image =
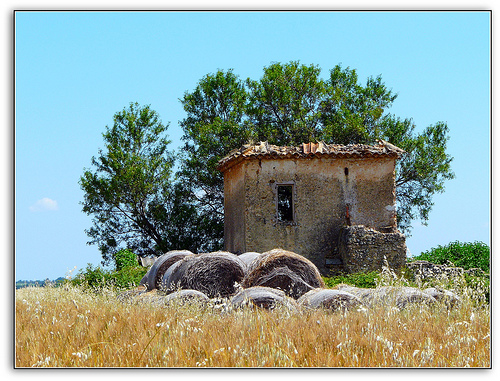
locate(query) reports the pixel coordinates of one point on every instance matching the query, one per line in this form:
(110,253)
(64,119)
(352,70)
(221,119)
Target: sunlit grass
(69,327)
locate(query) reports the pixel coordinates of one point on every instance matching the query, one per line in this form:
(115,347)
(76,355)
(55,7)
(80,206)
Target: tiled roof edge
(308,150)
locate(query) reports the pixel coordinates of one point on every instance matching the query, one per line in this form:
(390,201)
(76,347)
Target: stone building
(333,204)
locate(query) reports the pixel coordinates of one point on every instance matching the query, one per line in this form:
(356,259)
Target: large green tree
(130,194)
(291,104)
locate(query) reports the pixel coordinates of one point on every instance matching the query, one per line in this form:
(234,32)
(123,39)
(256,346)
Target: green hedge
(466,255)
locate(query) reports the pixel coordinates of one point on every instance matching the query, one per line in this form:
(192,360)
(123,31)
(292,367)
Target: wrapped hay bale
(152,279)
(249,257)
(285,270)
(263,297)
(215,274)
(330,299)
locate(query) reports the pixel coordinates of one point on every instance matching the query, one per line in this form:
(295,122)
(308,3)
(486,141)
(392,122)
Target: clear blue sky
(74,70)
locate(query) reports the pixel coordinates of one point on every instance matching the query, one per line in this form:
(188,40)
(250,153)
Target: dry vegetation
(68,327)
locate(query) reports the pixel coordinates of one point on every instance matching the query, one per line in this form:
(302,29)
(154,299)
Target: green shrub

-=-=-=-=-

__INSTRUCTIONS TO FOLLOW__:
Each line above is to be copied verbatim. Drop any image from the copy.

__ANSWER__:
image =
locate(query) reports the pixel coordinates of one point on every instance matching the query, one per line in this form:
(110,253)
(64,119)
(352,70)
(221,119)
Target: sunlit grass
(69,327)
locate(query) reports the pixel coordinates of one point on every instance matching the query, one per line in this form:
(115,347)
(76,355)
(55,7)
(80,206)
Target: tiled roof edge
(308,150)
locate(query) reports the pixel coordinates of one point on every instance matching the query, one per line in this form:
(390,201)
(76,347)
Target: stone building
(333,204)
locate(query) reports the pixel coordinates of one point on every instance matching the query, one per line in this form:
(356,259)
Target: large green tree
(130,194)
(291,104)
locate(query) reports the pixel coordinates of one point on every instance matching the query, one per line in this form:
(234,32)
(123,39)
(256,346)
Target: green hedge
(466,255)
locate(query) reports the pixel coordinates of one point on every instance matching the query, one per line in this form:
(192,360)
(123,31)
(292,367)
Target: wrapped hay bale
(152,279)
(249,257)
(285,270)
(263,297)
(215,274)
(330,299)
locate(query) reports the pixel coordinates of one point on every instance matching the query, one per line in this form:
(295,122)
(308,3)
(486,141)
(392,122)
Target: clear blue sky
(74,70)
locate(query) reports the pixel coordinates of one point on every instance matching the query, one per line in this form:
(188,40)
(250,153)
Target: dry vegetation
(68,327)
locate(query) reports the pixel coordinates of one point on every instance matching the query, one per line in this form:
(302,29)
(154,299)
Target: green shrub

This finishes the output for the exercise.